Segment Start: Provided records
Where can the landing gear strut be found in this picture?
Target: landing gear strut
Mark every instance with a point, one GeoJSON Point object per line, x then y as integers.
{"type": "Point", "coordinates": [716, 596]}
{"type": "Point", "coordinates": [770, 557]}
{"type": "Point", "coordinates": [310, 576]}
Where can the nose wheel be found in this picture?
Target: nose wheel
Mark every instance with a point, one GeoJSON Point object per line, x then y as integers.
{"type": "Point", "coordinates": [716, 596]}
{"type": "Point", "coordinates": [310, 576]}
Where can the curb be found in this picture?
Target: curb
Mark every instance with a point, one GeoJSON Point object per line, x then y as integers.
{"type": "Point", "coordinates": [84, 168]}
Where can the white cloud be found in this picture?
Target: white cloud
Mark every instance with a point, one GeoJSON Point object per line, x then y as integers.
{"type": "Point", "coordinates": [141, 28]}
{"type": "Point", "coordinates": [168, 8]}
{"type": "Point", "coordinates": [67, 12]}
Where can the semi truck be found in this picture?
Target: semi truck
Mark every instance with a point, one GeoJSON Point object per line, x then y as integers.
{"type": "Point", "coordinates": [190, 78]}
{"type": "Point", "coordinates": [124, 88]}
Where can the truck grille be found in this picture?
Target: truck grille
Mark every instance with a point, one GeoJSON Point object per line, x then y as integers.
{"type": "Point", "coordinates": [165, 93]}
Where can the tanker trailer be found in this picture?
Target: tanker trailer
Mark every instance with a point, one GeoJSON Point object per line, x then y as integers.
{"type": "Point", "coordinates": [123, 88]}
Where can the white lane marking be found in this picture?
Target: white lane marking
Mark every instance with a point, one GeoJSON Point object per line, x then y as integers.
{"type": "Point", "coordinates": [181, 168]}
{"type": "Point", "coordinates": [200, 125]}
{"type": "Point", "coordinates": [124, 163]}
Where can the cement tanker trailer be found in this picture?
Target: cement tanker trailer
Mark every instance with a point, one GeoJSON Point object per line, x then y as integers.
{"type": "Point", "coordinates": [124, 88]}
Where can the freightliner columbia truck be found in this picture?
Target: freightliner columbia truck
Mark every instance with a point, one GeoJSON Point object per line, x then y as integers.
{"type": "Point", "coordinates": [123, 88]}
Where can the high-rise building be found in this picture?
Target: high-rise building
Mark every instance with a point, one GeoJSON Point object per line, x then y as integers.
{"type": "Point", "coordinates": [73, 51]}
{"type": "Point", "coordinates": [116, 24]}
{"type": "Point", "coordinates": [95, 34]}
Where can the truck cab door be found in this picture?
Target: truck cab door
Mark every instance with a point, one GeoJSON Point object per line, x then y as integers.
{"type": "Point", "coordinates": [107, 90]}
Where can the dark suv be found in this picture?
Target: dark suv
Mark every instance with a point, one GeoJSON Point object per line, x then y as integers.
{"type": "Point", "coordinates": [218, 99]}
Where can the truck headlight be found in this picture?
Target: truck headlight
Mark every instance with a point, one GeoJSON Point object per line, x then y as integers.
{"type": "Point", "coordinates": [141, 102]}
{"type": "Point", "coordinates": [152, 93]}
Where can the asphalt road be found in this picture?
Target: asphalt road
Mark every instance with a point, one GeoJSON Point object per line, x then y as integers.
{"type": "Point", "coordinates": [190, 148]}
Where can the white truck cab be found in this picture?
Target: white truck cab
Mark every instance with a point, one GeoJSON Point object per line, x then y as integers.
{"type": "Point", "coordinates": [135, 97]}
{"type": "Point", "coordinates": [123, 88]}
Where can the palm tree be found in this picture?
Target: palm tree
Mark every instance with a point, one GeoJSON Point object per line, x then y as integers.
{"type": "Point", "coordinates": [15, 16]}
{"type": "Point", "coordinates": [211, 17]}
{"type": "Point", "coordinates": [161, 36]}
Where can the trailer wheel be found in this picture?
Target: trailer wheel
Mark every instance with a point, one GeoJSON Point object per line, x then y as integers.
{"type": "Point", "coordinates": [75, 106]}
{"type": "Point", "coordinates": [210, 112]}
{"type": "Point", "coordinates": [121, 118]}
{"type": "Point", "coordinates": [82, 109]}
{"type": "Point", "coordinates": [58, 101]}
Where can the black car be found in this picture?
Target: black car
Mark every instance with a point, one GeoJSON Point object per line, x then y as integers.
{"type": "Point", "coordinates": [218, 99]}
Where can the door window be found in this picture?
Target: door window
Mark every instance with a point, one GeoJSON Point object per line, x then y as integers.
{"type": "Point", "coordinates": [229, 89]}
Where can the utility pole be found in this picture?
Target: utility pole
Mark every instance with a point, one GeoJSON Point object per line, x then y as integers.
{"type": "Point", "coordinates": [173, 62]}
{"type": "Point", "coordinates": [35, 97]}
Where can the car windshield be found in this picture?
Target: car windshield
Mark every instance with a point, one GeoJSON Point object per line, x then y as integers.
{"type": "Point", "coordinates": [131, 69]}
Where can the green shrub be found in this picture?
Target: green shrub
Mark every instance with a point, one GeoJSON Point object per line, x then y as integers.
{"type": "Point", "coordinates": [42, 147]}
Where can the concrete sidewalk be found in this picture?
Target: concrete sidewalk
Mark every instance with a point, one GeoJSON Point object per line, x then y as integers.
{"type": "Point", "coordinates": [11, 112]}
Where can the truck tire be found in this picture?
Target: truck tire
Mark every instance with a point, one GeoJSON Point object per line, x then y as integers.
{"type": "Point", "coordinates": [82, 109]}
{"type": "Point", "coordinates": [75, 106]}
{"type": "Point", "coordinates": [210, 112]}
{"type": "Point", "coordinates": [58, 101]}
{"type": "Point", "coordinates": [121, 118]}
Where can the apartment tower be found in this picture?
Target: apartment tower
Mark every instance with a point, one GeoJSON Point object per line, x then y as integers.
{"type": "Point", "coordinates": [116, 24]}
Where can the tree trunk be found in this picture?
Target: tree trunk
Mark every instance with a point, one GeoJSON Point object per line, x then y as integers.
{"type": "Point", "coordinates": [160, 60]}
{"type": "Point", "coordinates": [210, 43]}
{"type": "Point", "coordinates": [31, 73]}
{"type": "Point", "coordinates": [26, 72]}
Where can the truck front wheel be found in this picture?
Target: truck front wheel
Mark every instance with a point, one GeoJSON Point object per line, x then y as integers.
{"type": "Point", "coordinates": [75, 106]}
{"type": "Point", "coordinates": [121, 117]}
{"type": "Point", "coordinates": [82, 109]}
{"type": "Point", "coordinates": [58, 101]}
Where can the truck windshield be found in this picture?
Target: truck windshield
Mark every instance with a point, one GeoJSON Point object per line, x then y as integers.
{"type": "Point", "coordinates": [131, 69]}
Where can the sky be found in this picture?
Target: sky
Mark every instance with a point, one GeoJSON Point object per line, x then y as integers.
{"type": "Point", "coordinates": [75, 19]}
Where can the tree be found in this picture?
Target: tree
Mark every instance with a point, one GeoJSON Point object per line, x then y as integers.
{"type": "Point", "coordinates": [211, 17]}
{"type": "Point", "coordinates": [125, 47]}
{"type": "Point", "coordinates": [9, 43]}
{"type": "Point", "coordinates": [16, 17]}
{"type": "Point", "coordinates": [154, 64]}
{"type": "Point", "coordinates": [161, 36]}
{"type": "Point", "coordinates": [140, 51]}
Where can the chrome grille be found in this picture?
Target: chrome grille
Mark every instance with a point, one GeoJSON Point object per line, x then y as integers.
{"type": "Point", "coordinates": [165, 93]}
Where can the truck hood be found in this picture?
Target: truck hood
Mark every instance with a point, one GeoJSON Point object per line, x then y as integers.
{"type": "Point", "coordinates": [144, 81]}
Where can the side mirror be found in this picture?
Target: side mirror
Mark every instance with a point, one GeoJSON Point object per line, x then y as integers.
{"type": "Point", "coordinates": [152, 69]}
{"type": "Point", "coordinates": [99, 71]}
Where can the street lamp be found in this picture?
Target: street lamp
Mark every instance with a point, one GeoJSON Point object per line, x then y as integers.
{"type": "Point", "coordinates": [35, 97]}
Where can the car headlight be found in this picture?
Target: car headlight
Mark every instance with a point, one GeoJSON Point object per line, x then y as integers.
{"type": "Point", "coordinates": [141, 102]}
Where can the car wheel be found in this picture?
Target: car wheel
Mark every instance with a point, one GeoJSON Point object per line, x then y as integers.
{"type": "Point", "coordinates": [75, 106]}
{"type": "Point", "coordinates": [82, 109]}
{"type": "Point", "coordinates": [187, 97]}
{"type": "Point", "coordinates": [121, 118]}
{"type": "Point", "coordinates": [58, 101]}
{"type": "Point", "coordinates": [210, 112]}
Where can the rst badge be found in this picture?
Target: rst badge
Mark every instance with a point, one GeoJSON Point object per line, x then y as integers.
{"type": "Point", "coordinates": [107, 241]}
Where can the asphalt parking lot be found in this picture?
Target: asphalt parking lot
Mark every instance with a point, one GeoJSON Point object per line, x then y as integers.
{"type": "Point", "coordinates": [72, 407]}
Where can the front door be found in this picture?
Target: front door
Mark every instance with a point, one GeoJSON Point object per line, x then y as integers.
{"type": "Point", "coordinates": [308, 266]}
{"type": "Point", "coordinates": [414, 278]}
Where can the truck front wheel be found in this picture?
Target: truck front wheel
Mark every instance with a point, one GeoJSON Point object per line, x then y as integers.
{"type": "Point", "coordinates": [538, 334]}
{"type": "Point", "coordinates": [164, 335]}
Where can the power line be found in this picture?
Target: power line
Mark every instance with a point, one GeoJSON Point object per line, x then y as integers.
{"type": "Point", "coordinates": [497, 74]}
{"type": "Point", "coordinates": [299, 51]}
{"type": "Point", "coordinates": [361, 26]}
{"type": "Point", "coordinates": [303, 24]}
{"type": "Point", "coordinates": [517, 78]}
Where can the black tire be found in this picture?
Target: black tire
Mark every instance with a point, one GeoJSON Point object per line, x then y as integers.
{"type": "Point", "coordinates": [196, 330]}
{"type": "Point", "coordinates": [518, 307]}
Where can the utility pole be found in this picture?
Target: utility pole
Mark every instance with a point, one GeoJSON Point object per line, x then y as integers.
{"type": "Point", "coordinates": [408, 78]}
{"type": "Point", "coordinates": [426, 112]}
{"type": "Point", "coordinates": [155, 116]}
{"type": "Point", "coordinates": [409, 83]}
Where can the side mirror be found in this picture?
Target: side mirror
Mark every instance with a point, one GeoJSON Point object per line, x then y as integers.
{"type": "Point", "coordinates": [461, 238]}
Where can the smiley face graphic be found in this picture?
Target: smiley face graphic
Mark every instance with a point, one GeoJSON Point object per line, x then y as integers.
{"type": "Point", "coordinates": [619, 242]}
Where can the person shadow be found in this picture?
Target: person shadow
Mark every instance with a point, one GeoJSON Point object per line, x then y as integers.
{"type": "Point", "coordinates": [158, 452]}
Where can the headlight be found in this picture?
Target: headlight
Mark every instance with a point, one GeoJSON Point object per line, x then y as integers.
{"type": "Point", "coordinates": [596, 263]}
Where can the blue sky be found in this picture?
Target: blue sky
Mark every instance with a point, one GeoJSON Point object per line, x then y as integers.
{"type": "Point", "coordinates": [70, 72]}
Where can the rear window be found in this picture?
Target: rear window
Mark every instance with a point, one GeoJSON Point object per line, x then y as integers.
Segment End: Provided records
● Problem statement: Give back exactly the lines from the beginning of the records through the line containing "Where can the cement", and only those.

● Exercise solution:
Where can the landing gear strut be found in this picture?
Target: landing gear strut
Mark every instance with a point, one GeoJSON Point object per line, x then y as integers.
{"type": "Point", "coordinates": [716, 596]}
{"type": "Point", "coordinates": [770, 557]}
{"type": "Point", "coordinates": [310, 576]}
Where can the nose wheel be found in this picture?
Target: nose wheel
Mark every instance with a point, one GeoJSON Point object per line, x then y as integers.
{"type": "Point", "coordinates": [716, 596]}
{"type": "Point", "coordinates": [310, 576]}
Where can the curb be found in this picture?
Target: curb
Mark every instance with a point, one GeoJSON Point object per line, x then y as integers.
{"type": "Point", "coordinates": [84, 168]}
Where can the white cloud be found in this picture?
Target: white cloud
Mark every instance with a point, one GeoJSON Point object per line, x then y as integers.
{"type": "Point", "coordinates": [141, 28]}
{"type": "Point", "coordinates": [168, 8]}
{"type": "Point", "coordinates": [67, 12]}
Where can the semi truck be found in this picture?
Target: semi truck
Mark every instance with a point, one GeoJSON Point object per line, x then y as integers.
{"type": "Point", "coordinates": [190, 78]}
{"type": "Point", "coordinates": [124, 88]}
Where can the truck grille be found in this picture?
Target: truck grille
Mark every instance with a point, one GeoJSON Point object per line, x then y as integers.
{"type": "Point", "coordinates": [165, 93]}
Where can the tanker trailer be found in this picture?
Target: tanker trailer
Mark every instance with a point, one GeoJSON Point object per line, x then y as integers.
{"type": "Point", "coordinates": [123, 88]}
Where can the white lane marking be found in this picture?
Target: white lane marking
Mark every instance with a point, one GeoJSON Point object per line, x then y as integers.
{"type": "Point", "coordinates": [181, 168]}
{"type": "Point", "coordinates": [200, 125]}
{"type": "Point", "coordinates": [124, 163]}
Where can the cement tanker trailer be found in this picture?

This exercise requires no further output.